Short task:
The required output is the line containing "Each instance of the wooden" through the final line of the material below, printed exactly, with no other lines.

---------- Record list ----------

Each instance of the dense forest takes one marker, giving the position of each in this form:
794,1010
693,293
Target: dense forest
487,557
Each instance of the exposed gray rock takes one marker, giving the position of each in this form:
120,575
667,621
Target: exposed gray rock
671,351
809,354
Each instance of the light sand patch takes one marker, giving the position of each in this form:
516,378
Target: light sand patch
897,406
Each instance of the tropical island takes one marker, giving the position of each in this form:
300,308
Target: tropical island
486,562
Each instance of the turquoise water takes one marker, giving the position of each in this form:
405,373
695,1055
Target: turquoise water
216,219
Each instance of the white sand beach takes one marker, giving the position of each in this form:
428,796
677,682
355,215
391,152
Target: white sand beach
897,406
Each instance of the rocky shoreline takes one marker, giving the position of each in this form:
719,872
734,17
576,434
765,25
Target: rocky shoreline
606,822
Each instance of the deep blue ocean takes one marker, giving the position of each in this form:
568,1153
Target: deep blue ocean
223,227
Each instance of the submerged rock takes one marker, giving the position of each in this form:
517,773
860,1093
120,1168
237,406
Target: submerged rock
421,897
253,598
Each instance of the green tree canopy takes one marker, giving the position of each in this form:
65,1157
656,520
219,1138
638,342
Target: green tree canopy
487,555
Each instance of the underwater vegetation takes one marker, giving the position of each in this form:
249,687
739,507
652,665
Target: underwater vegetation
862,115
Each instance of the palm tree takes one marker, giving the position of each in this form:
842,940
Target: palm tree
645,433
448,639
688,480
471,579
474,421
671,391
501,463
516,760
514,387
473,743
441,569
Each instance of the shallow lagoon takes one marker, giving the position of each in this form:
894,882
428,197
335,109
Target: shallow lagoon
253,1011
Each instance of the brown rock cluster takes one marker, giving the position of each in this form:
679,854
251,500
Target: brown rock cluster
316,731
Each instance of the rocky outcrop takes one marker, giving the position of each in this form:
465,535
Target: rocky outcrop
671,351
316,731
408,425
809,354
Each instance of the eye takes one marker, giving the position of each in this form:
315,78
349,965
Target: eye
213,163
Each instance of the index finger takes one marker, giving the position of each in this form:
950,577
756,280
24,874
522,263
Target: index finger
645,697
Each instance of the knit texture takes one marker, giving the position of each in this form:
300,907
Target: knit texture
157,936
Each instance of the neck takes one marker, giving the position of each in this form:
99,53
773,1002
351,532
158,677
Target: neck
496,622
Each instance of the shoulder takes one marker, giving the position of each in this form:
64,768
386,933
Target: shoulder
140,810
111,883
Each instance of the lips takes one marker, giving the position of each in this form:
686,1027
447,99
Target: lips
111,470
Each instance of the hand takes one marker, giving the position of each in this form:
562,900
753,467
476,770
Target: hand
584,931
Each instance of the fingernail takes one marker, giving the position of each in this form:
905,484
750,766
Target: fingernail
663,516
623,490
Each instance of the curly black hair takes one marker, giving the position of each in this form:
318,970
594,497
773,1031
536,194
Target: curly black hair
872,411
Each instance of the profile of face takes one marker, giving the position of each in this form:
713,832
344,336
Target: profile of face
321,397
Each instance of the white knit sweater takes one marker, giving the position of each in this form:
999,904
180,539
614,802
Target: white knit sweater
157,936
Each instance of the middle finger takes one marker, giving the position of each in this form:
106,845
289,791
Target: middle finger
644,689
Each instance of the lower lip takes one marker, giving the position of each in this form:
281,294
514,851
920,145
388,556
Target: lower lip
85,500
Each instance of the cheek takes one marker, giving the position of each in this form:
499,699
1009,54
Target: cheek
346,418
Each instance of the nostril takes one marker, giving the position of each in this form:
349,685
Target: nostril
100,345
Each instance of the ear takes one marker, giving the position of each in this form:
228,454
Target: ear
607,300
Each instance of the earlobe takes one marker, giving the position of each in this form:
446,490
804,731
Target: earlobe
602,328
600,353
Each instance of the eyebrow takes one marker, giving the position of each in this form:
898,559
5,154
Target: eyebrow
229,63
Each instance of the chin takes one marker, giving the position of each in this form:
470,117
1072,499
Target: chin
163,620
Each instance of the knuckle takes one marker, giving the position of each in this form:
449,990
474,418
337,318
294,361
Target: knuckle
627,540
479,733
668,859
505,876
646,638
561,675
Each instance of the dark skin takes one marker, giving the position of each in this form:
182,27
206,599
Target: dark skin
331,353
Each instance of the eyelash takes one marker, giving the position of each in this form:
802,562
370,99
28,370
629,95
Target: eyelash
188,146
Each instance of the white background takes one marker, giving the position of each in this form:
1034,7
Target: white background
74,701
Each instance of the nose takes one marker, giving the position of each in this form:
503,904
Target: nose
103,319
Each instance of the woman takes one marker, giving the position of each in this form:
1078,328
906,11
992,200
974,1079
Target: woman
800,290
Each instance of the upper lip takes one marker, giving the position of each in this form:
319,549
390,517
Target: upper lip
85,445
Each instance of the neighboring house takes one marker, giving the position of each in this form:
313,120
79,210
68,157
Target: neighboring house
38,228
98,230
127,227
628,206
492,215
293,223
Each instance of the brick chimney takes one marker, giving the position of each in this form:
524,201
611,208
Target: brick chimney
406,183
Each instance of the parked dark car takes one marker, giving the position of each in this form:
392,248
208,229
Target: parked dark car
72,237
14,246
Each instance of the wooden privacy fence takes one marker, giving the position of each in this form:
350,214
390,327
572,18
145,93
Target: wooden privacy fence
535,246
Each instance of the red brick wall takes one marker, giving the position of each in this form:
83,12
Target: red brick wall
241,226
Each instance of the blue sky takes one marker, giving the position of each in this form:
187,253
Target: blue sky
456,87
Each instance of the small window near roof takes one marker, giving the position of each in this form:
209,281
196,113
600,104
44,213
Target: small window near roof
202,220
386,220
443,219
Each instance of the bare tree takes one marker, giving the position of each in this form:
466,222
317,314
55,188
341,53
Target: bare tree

----------

Exercise answer:
Each instance of the wooden privacy fence takes one marker, giving the position of each in this form:
350,214
390,327
572,18
145,93
Target: wooden privacy fence
535,246
Each instance of the red brick wall takes one marker, giving the position of each in this form:
83,12
Target: red brick wall
241,226
Each instance of the blue sky takes one marker, giving the position of each in this form:
187,253
Target: blue sky
456,87
Each instance of the small window near roof takes one marker, giving the position of each in this form:
209,281
196,113
600,104
44,213
Target: small window near roof
202,220
386,220
443,219
Each instance of the bare tree takes one marker, giving the position of each in this form:
466,222
317,314
55,188
341,53
Target: bare tree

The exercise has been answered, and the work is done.